Task to complete – Count the lines in the data below that contain the string "flower", with uppercase and lowercase treated as different. Reply with the number alone.

********

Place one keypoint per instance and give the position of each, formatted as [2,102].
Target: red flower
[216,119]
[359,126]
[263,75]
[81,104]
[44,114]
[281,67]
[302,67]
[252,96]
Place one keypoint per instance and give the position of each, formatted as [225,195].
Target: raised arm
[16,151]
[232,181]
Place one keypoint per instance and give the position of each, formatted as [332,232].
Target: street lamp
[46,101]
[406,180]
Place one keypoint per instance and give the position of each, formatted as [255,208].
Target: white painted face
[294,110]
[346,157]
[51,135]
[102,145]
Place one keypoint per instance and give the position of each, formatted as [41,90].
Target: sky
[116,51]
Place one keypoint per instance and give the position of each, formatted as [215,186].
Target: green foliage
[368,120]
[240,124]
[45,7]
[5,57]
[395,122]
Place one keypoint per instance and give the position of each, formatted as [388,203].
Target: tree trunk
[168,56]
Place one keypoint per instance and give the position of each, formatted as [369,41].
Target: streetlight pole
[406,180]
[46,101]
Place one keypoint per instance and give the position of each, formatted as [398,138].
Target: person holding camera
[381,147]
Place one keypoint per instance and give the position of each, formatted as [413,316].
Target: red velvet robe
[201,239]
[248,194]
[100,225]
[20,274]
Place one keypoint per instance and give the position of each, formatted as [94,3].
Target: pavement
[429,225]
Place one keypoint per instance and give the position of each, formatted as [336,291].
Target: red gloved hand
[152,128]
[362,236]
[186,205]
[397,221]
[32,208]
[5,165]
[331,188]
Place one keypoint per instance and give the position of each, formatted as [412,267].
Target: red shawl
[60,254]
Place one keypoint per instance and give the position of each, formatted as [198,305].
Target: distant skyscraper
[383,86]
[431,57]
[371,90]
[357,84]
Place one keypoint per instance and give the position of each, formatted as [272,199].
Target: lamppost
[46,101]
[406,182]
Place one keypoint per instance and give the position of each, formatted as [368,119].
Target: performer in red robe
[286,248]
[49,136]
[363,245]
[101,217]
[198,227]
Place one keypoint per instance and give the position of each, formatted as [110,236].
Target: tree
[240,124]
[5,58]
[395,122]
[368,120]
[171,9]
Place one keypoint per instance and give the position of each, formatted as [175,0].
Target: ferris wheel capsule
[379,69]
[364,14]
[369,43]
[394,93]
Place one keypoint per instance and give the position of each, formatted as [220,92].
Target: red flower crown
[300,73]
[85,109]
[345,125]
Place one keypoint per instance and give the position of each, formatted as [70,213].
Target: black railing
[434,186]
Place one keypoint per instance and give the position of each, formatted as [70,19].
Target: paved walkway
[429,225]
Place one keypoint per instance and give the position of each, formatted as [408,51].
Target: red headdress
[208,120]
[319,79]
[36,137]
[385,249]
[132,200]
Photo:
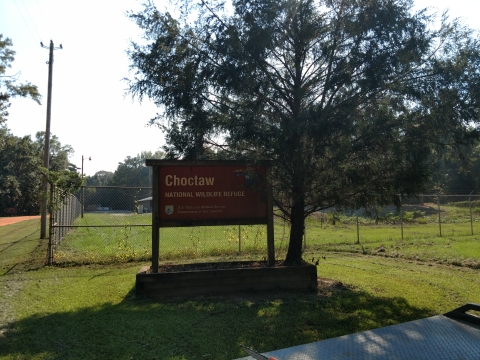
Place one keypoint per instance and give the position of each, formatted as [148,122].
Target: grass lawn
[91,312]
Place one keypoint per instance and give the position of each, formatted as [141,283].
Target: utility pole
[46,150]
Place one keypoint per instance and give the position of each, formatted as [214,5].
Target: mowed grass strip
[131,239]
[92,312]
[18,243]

********

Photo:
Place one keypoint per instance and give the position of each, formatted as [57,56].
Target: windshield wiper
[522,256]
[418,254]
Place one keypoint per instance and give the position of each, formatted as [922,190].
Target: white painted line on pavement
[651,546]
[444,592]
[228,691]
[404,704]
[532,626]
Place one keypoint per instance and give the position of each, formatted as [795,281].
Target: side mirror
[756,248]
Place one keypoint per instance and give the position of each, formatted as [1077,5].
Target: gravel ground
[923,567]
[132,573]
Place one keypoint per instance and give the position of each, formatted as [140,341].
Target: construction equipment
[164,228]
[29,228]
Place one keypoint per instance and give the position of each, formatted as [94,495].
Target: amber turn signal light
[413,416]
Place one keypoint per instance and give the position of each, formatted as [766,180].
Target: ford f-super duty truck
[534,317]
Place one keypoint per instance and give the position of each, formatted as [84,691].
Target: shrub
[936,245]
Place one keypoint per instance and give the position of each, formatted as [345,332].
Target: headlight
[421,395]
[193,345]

********

Task solution – 2